Pointing dataset excerpts
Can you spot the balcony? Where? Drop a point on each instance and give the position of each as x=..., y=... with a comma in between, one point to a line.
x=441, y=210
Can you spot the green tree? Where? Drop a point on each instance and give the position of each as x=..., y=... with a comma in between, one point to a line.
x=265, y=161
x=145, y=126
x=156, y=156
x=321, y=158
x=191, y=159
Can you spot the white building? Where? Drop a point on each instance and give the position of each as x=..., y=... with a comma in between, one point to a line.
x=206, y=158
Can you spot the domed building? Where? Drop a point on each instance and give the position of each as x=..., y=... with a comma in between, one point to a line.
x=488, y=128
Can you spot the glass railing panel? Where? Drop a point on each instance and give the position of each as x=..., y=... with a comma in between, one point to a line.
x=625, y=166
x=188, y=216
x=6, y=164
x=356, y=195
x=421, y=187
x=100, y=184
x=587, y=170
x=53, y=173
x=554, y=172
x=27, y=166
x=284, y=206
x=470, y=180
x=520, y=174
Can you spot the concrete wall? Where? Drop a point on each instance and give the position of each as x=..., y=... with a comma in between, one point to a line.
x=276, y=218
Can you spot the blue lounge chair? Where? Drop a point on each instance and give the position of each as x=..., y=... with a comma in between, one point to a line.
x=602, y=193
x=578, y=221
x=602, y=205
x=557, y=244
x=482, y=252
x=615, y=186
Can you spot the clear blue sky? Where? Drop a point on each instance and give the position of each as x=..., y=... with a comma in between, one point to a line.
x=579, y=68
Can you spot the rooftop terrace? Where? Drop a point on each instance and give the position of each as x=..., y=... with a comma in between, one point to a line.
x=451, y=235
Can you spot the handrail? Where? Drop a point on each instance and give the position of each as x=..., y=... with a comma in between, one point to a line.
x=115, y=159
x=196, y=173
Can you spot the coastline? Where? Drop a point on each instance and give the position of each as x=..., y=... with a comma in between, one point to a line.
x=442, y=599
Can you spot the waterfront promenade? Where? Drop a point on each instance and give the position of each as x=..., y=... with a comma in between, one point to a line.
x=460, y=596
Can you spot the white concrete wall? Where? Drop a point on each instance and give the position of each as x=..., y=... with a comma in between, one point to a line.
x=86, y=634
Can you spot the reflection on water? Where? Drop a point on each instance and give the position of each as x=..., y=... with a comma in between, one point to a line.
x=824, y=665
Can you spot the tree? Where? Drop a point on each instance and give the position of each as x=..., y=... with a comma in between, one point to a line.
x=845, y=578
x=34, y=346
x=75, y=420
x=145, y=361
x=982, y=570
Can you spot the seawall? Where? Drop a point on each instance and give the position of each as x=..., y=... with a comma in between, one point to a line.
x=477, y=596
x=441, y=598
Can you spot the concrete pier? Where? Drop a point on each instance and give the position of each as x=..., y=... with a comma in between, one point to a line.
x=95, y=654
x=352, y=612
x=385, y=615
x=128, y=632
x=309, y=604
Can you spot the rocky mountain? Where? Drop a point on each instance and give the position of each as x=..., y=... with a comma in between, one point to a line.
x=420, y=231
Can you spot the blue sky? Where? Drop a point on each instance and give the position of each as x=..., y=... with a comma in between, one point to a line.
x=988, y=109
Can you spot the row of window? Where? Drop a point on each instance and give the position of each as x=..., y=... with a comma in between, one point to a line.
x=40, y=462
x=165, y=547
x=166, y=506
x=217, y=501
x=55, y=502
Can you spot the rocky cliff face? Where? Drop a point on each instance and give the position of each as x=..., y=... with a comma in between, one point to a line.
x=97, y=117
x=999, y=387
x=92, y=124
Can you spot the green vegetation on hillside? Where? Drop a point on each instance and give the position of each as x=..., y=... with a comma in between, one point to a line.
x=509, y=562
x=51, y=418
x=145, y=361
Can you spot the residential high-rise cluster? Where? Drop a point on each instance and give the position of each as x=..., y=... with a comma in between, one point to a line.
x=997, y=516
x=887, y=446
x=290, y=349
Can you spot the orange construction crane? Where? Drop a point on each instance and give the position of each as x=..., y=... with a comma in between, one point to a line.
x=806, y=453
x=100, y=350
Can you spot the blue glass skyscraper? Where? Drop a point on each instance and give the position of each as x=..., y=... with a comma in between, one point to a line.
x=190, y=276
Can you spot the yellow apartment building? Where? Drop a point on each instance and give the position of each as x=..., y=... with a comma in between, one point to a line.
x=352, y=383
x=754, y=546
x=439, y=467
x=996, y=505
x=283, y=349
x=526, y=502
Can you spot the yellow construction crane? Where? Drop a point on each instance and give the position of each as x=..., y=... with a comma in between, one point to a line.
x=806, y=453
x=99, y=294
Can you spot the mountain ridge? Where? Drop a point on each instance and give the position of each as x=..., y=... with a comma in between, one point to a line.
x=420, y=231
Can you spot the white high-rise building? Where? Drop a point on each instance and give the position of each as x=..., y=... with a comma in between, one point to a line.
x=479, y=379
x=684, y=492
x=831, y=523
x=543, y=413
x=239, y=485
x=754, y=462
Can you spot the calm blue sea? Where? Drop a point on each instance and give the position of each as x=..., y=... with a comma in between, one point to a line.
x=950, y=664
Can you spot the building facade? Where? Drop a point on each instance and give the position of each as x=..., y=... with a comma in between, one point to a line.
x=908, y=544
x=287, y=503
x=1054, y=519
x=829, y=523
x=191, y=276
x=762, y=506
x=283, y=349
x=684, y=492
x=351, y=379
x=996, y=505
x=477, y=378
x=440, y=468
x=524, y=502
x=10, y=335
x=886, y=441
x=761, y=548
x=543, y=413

## TASK TO COMPLETE
Rewrite all the items above, replacing "Drop a point" with "Place a marker" everywhere it appears. Leave everything else unchanged.

## THE ANSWER
Can you spot the balcony? Where? Place a marker on each instance and give the position of each as x=..., y=... with a comma in between, one point to a line.
x=441, y=210
Can you spot the green tree? Where? Place a marker on each instance and give the position of each as x=..., y=... with a comma in between, one point to a line.
x=265, y=161
x=145, y=126
x=156, y=156
x=321, y=158
x=191, y=159
Can you spot the white building? Where? Place a marker on each instance and give the position of each as x=..., y=... with a comma in between, one point to a line.
x=206, y=158
Can you spot the domed building? Where? Place a marker on each instance and give the position of each as x=..., y=... with a comma in between, one point to a line.
x=488, y=128
Can you spot the glass railing panel? Where? Place a marker on each instance and give the position of each as x=..., y=... with a comma in between, one point to a line.
x=625, y=166
x=188, y=216
x=6, y=164
x=356, y=195
x=421, y=187
x=100, y=184
x=587, y=170
x=53, y=173
x=554, y=172
x=27, y=166
x=284, y=206
x=470, y=180
x=520, y=174
Can you spot the concrete wall? Where? Place a marker on each instance and give the position of each as x=..., y=... with a comma in between, one point to a line.
x=276, y=218
Can you spot the blue lounge chair? Where? Place a marker on each instance and give the position of each as x=..., y=... with a comma in between, one point to a line.
x=602, y=193
x=578, y=221
x=602, y=205
x=557, y=244
x=482, y=252
x=615, y=186
Can you spot the clear blue sky? Where? Place a marker on each instance and give the position of each as x=..., y=... with a comma in between, one point to a line.
x=579, y=68
Can you spot the rooftop terrace? Where? Place a marker on each instance and give the position of each as x=..., y=... with a comma in between, one point to a line.
x=451, y=235
Can you spot the handrail? Where? Place a marker on each instance and give the position of each as x=..., y=... with a comma in between, one point to a line.
x=115, y=159
x=196, y=173
Can you spot the coastline? Where? Place a marker on each instance and give the position of each as x=..., y=... with a comma in between, one point to a line.
x=442, y=599
Can you spot the waterfront promenade? Where? Place a marker on each instance and give the position of each as x=..., y=... with a comma in between, one point to a line.
x=460, y=596
Can you spot the white concrete wall? Where? Place a marker on each instance and give the position of each as x=..., y=... with a comma in between, one point to a line.
x=86, y=634
Can you spot the reflection on water? Where? Place a marker on each instance and give the position of each as x=..., y=... with a comma in between, one point to a line.
x=824, y=665
Can you spot the tree? Where? Place a marker on each instance and give the position of each as x=..., y=... with a comma in between, one point to a line.
x=845, y=578
x=34, y=346
x=75, y=420
x=145, y=361
x=982, y=570
Can you spot the seawall? Where? Place a marker on each instance and give the position of each as x=..., y=... with a comma in between, one point to a line.
x=477, y=596
x=441, y=598
Can you spot the concrete pier? Where? Place a marker on each instance and give the position of each as x=..., y=... with a comma in between, one point to a line.
x=95, y=654
x=352, y=612
x=385, y=615
x=128, y=632
x=309, y=604
Can you spot the rocky mountain? Where? Place a marker on each instance and give the position of each as x=..., y=... with a comma in between, one point to a line.
x=420, y=231
Can you spot the blue sky? Where? Place a marker on each instance and give the position of each as x=..., y=... with a comma in between, one point to a line.
x=988, y=109
Can you spot the row of window? Where? Place a marker on each instance and give the position of each as x=..., y=... with a comma in between, one point to a line.
x=40, y=462
x=165, y=547
x=166, y=506
x=217, y=501
x=55, y=502
Can you spot the rocky cliff face? Where? Place a marker on each instance and give the position of each as x=..., y=... with a comma in between, one point to a line.
x=97, y=117
x=999, y=387
x=92, y=124
Can you spot the green vegetation on hillside? Where? Place a marker on each instance and give the position of each as x=..., y=... with a comma in between, one point to a line.
x=509, y=562
x=51, y=418
x=145, y=361
Can you spot the residential high-rise cluster? Where? Place a marker on each instance and give the position of each as x=..., y=... with a comma in between, one point to a line.
x=997, y=516
x=887, y=446
x=290, y=349
Can you spot the orange construction crane? Where? Place a marker on each instance and give the position of each as x=..., y=... with a comma in between, one point to a line.
x=806, y=453
x=100, y=350
Can you spot the blue glass skyscraper? Where? Place a marker on each instance and give the position of each as x=..., y=... with a comma in between, one point to a line.
x=190, y=276
Can you spot the yellow apartment building? Where? Place a marker on each instance and give the position of each as x=..., y=... with a comma in between, one point to a line.
x=352, y=383
x=754, y=546
x=439, y=467
x=996, y=505
x=283, y=349
x=526, y=502
Can you spot the yellow construction crane? Where? Place a marker on each instance and give the position of each as x=..., y=... with a comma in between, one point to a line.
x=806, y=453
x=99, y=294
Can you spot the mountain ridge? Where? Place a marker on each instance and give the position of each as x=..., y=... with a comma in between, one point to a line.
x=420, y=231
Can you spot the white high-rise building? Where? Place a marker on each instance and give the position of each as x=..., y=... with a comma in between, one point to a line.
x=479, y=379
x=684, y=492
x=831, y=523
x=543, y=413
x=239, y=485
x=754, y=462
Can you spot the calm blue sea? Where? Place a marker on each instance and give the position of each as x=..., y=... with a comma in between, one point to a line.
x=950, y=664
Can you spot the building facade? Where? Place a marker on each instance and give the position of each as x=..., y=... with a comma in between, one point to a line.
x=908, y=544
x=287, y=503
x=1054, y=519
x=829, y=523
x=191, y=276
x=762, y=506
x=283, y=349
x=684, y=492
x=351, y=379
x=996, y=505
x=477, y=378
x=440, y=468
x=524, y=502
x=10, y=335
x=886, y=441
x=761, y=548
x=543, y=413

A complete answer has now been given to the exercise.